▶ Problem description
Copy the part of the passage on transitional surgery that opens with the words "Cosmetic surgeons, including" and closes with "else except church.", replacing "strangers" with "people" throughout.

It’s worth noting here that an awful lot of people who are seeking transitional surgery (myself included) spend months obsessing over their prospective surgeon, reading and rereading every relevant page of their website. For me, this was true from the very early phases, when I was really just fantasizing, all the way up to right before my operation. My impression from the time I’ve spent in both transition and detransition community online has led me to believe I was very typical in this respect. Garramone almost certainly has a huge amount of repeating traffic from the same viewers, which has to heighten the emotion impact of the strategically misogynistic language chosen.

The phrases “love handles” and “saddle bags” aren’t just agitating to FTMs. They’re a part of the language of self-disgust that all women are taught. One of the patriarchally-approved techniques we are given to soothe ourselves is externalizing this shame, so it’s also how many women talk about body fat in general. I googled “love handle liposuction” for a minute and that’s apparently how an awful lot of plastic surgeons refer to the flanks. Really? It’s coercive to deliberately activate shame in order to convince people made vulnerable by an incredibly toxic society that removing healthy tissue will solve their emotional problems.

Cosmetic surgeons, including those offering transitional surgery, are trying to move product. Like most people in sales, they prey on emotional vulnerabilities. When I went to Curtis Crane’s office for my double mastectomy consult, I couldn’t believe how nice the staff treated me. As a teenage butch lesbian with learning disabilities who was unable to perform male-defined femininity “correctly” and pretty much always perceived as “weird” or outright pegged as a dyke, I was not used to strangers being that kind to me. I haven’t had strangers treat me with that kind of impersonal sweetness anywhere else except church.

▶ Extracted records
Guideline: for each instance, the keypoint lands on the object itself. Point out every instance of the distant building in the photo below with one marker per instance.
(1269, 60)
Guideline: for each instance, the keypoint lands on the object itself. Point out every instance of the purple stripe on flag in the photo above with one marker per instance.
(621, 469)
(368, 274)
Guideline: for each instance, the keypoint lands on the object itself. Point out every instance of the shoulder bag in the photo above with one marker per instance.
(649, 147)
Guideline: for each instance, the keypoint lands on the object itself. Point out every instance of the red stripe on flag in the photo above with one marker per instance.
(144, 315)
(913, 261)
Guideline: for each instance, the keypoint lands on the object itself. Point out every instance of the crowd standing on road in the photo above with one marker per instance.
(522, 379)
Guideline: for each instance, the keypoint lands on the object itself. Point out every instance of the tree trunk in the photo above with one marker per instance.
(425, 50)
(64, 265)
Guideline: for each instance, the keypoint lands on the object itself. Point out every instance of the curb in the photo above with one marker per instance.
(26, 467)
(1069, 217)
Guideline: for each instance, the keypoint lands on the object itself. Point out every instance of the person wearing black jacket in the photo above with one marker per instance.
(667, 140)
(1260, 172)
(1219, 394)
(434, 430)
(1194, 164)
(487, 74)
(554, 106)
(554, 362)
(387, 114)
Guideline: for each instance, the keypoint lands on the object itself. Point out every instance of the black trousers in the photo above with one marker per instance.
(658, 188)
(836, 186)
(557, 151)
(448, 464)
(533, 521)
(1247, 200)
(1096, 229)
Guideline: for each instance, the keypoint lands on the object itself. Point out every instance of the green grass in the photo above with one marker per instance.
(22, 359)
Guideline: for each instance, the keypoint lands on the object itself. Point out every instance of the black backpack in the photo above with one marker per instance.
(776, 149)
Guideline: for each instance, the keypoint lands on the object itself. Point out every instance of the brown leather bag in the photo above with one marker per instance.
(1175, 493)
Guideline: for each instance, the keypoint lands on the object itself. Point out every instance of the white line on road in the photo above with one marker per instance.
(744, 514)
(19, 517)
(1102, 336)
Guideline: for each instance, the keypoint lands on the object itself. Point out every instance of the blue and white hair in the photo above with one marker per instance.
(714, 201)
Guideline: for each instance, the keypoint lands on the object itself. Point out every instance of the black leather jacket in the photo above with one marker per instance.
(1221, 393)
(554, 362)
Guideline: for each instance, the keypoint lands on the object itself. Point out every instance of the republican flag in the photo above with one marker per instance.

▶ Exercise response
Cosmetic surgeons, including those offering transitional surgery, are trying to move product. Like most people in sales, they prey on emotional vulnerabilities. When I went to Curtis Crane’s office for my double mastectomy consult, I couldn’t believe how nice the staff treated me. As a teenage butch lesbian with learning disabilities who was unable to perform male-defined femininity “correctly” and pretty much always perceived as “weird” or outright pegged as a dyke, I was not used to people being that kind to me. I haven’t had people treat me with that kind of impersonal sweetness anywhere else except church.